▸ **Фрагмент текста**

- - - - -

Сказанного достаточно, чтобы обратить внимание на контраст концепций Петрова и Бахтина–Лосева. Детальное описание контраста выходит за рамки данной статьи. Видимо, оно может быть только предметным, соотнесенным с использованием светских и религиозных разновидностей семиотики для множества познавательных и социальных целей. В частности, единство русской культуры состоит в том, что близкие идеи возникают на разных уровнях культурного бытия — среди православных монахов-отшельников и в авангардной культуре модных поэтов-декадентов: «Со светской точки зрения имяславие есть символизм, доведенный до абсурда… Лосев пытался обобщить свою философию на философию всякого имени, жизнеспособную конкурировать с семиотикой, теорией всякого знака, но это ему мало удалось» 67.

Здесь надо внести уточнение. В настоящее время популярность концепций Бахтина–Лосева (и его предшественника П. Флоренского) намного выше концепции М.К. Петрова. Может быть, кому-то удастся доказать, что М.К. Петров участвовал в подготовке «триумфального [348] шествия» абсурда, в постсоветское время ставшего важной интеллектуальной модой…

Законодатель интеллектуальной моды

Обратимся еще к одному сюжету. Б. Гаспаров показал, что семиотическое движение приняло массовый размах во второй половине 1950–1960-е гг. во Франции, а затем проникло в СССР (Тартусская школа). Это движение претендовало на охват широкого круга социальных явлений на основе принципов семиотики и пыталось построить историю и типологию культур как семиотического целого. Предполагалось, что семиотика преодолевает барьеры социальных сфер и национальных традиций на основе универсальной трактовки понятий знака и знакового кода. Семиотика декларировала стремление следовать «научному методу», исключение культурологической болтовни и субъективности исследователя, установку на всеобщность, универсальность и объективность научного метода. Во Франции семиотика была связана с левыми движениями и академическим диссидентством. В СССР Тартусская школа сознательно избрала маргинальную позицию.

- - - - -

▸ **Исходные данные**
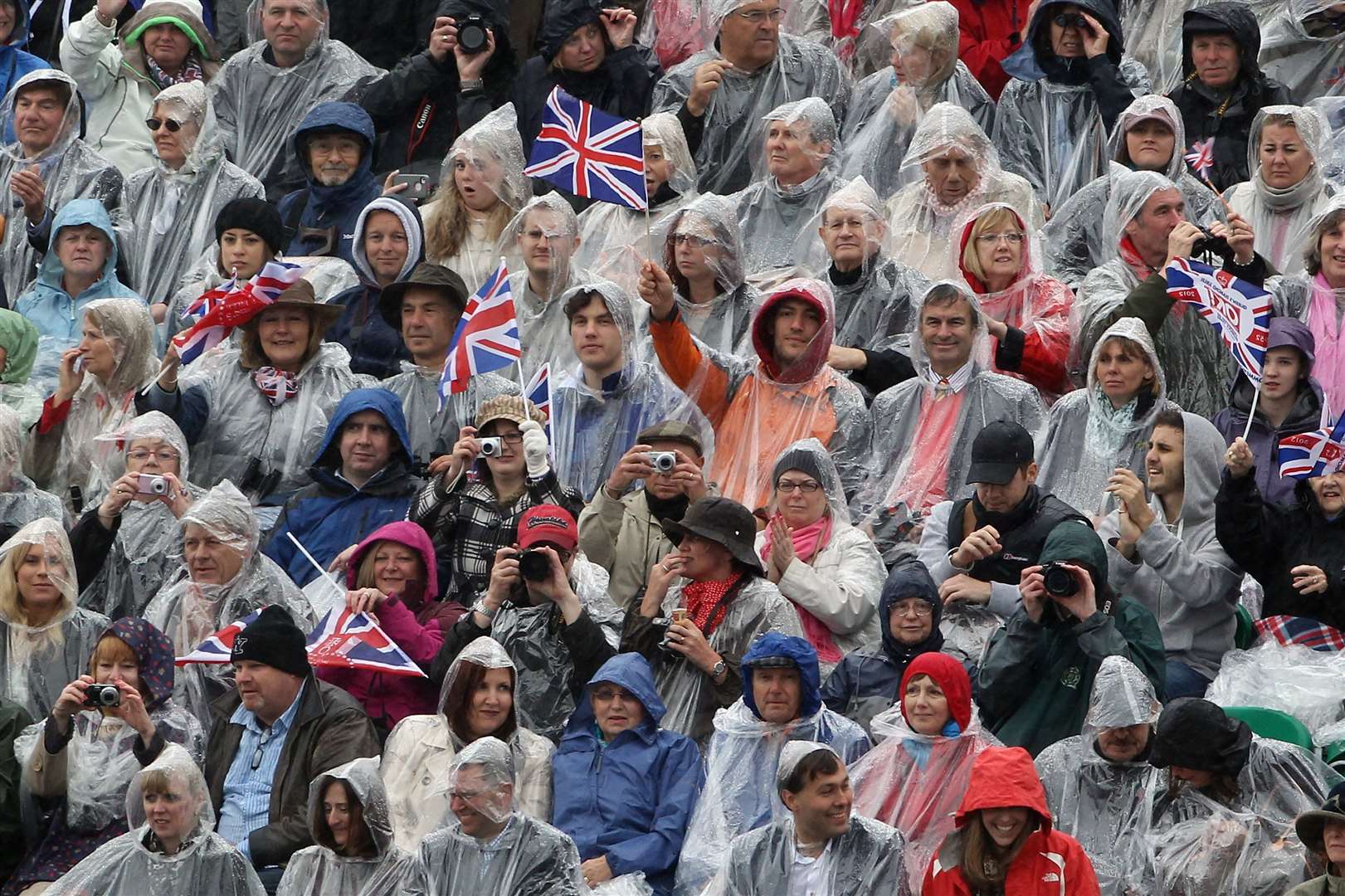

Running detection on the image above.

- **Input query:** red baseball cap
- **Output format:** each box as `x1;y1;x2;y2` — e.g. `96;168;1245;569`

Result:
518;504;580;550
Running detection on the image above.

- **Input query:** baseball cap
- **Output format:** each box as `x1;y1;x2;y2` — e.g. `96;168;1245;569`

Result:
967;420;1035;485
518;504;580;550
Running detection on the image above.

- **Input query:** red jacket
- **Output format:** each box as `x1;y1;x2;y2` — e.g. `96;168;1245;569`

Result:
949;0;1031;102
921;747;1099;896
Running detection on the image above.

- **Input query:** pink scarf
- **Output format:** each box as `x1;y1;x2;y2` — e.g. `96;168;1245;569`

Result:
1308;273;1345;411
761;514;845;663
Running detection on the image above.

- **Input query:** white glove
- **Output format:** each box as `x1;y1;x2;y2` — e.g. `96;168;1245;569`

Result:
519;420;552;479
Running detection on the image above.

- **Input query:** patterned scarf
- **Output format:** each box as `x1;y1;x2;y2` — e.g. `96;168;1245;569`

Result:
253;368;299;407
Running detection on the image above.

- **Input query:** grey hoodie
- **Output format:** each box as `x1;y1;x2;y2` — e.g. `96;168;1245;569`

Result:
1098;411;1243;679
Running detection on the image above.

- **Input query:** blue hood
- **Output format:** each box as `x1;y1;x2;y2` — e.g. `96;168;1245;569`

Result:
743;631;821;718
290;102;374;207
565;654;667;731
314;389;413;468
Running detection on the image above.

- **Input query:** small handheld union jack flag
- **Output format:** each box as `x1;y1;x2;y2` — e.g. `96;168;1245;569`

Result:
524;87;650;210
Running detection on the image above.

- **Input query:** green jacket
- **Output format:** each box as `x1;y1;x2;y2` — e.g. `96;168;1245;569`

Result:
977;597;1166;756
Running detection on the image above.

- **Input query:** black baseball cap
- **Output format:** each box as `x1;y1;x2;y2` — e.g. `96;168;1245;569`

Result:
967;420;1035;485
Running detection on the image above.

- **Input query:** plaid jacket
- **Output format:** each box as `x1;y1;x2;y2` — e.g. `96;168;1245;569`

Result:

- - - - -

▸ **Выполните задания**
1: Перепишите без изменений отрывок фрагмента от слов «Обратимся еще к» до слов «избрала маргинальную позицию.» включительно.
2: Ответьте по фрагменту на вопросы:
(а) Кто показал, что семиотическое движение приняло массовый размах во второй половине 1950–1960-х гг.?
(б) С чем была связана семиотика во Франции?
(в) Какую позицию сознательно избрала Тартусская школа в СССР?
3: Перечислите всех людей, которых фрагмент называет по фамилии.

▸ **Ответы к заданиям**
1:
Обратимся еще к одному сюжету. Б. Гаспаров показал, что семиотическое движение приняло массовый размах во второй половине 1950–1960-е гг. во Франции, а затем проникло в СССР (Тартусская школа). Это движение претендовало на охват широкого круга социальных явлений на основе принципов семиотики и пыталось построить историю и типологию культур как семиотического целого. Предполагалось, что семиотика преодолевает барьеры социальных сфер и национальных традиций на основе универсальной трактовки понятий знака и знакового кода. Семиотика декларировала стремление следовать «научному методу», исключение культурологической болтовни и субъективности исследователя, установку на всеобщность, универсальность и объективность научного метода. Во Франции семиотика была связана с левыми движениями и академическим диссидентством. В СССР Тартусская школа сознательно избрала маргинальную позицию.

2:
(а) Б. Гаспаров.
(б) С левыми движениями и академическим диссидентством.
(в) Маргинальную.

3: М.К. Петров, Бахтин, Лосев, П. Флоренский, Б. Гаспаров.